[BEGIN Source material]

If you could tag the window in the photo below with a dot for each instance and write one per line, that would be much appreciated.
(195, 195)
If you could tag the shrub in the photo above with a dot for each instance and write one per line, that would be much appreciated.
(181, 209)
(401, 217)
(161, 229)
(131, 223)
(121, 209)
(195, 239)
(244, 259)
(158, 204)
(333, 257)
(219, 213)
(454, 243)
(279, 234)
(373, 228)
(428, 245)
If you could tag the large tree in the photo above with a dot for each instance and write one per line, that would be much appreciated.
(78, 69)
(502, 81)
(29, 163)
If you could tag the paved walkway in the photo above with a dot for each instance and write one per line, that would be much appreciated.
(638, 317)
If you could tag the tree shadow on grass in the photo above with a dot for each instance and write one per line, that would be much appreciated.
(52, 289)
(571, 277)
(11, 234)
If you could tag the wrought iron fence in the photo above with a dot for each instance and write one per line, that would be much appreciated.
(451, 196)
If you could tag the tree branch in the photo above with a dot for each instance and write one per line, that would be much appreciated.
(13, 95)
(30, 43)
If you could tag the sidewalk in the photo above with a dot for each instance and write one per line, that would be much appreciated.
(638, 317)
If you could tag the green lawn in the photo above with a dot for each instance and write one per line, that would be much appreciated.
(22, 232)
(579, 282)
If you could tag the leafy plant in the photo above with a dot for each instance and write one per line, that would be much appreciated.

[END Source material]
[BEGIN Source material]

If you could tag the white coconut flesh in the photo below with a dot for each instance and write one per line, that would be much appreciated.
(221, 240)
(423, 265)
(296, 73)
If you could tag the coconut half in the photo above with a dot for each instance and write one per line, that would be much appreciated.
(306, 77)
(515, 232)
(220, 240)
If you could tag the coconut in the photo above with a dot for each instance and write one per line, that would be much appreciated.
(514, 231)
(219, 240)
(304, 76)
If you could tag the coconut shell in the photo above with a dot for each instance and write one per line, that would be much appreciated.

[END Source material]

• _Aim of the task_
How many of the lines above contain the string "coconut"? Reply with the number alone.

• _Task result_
4